## EXTRACT TO READ:
Although the parties’ daughter turned eighteen on April 28, 2007, we agree with the defendant that his appeal would not be rendered moot by that fact in view of his unchallenged representation to this court that he may be entitled to favorable tax and other financial consequences should he prevail.
In her motion to intervene, Husaluk stated: “I am the paternal aunt of the minor child .... By order of the court, [the child] resided with me during the summer of 2002. ... I have maintained contact with [the child] throughout this school year. . . . [The child] spent her spring vacation with me, as ordered by the court. ... I provide a safe and loving environment . . . for [the child]. ... It is [the child’s desire] to reside with me through her high school year[s]. Wherefore, I ask that the court grant me permission to intervene.”
General Statutes § 46b-59 provides in relevant part: “The Superior Court may grant the right of visitation with respect to any minor child or children to any person, upon an application of such person. Such order shall be according to the court’s best judgment upon the facts of the case and subject to such conditions and limitations as it deems equitable .... In making, modifying or terminating such an order, the court shall be guided by the best interest of the child, giving consideration to the wishes of such child if he is of sufficient age and capable of forming an intelligent opinion. ...” (Emphasis added.)
General Statutes § 46b-56b provides: “In any dispute as to the custody of a minor child involving a parent and a nonparent, there shall be a presumption that it is in the best interest of the child to be in the custody of the parent, which presumption may be rebutted by showing that it would be detrimental to the child to permit the parent to have custody.”
General Statutes § 46b-57 provides: “In any controversy before the Superior Court as to the custody of minor children, and on any complaint under this chapter or section 46b-1 or 51-348a, if there is any minor child of either or both parties, the court, if it has jurisdiction under the provisions of chapter 815p, may allow any interested third party or parties to intervene upon motion. The court may award full or partial custody, care, education and visitation rights of such child to any such third party upon such conditions and limitations as it deems equitable. Before allowing any such intervention, the court may appoint counsel for the child or children pursuant to the provisions of section 46b-54. In making any order under this section, the court shall be guided by the best interests of the child, giving consideration to the wishes of the child if the child is of sufficient age and capable of forming an intelligent preference.”
General Statutes § 46b-56 provides in relevant part: “(a) In any controversy before the Superior Court as to the custody or care of minor children, and at any time after the return day of any complaint under section 46b-45, the court may make or modify any proper order regarding the custody, care, education, visitation and support of the children if it has jurisdiction under the provisions of chapter 815p. Subject to the provisions of section 46b-56a, the court may assign parental responsibility for raising the child to the parents jointly, or may award custody to either parent or to a third party, according to its best judgment upon the facts of the case and subject to such conditions and limitations as it deems equitable. The court may also make any order granting the right of visitation of any child to a third party to the action, including, but not limited to, grandparents.

## DATA PROVIDED:
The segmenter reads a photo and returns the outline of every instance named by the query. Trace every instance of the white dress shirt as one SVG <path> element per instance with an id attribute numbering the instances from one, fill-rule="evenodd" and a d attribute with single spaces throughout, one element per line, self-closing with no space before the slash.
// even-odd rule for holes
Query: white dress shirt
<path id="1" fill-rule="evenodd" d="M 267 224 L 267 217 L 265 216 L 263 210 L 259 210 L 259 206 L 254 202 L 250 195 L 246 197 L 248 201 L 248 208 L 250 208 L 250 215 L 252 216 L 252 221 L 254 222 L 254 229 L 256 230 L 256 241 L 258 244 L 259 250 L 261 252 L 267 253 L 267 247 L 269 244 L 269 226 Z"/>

## OBJECTIVE 1:
Please set down, word for word, the part of the custody law excerpt that opens with the words containing "General Statutes § 46b-56 provides" and closes with "limited to, grandparents.".
## OBJECTIVE 2:
Render this sentence from the custody law excerpt in Spanish: "The Superior Court may grant the right of visitation with respect to any minor child or children to any person, upon an application of such person."

## TASK RESULT 1:
General Statutes § 46b-56 provides in relevant part: “(a) In any controversy before the Superior Court as to the custody or care of minor children, and at any time after the return day of any complaint under section 46b-45, the court may make or modify any proper order regarding the custody, care, education, visitation and support of the children if it has jurisdiction under the provisions of chapter 815p. Subject to the provisions of section 46b-56a, the court may assign parental responsibility for raising the child to the parents jointly, or may award custody to either parent or to a third party, according to its best judgment upon the facts of the case and subject to such conditions and limitations as it deems equitable. The court may also make any order granting the right of visitation of any child to a third party to the action, including, but not limited to, grandparents.

## TASK RESULT 2:
El Tribunal Superior podrá otorgar el derecho de visita respecto de cualquier hijo o hijos menores a cualquier persona, previa solicitud de dicha persona.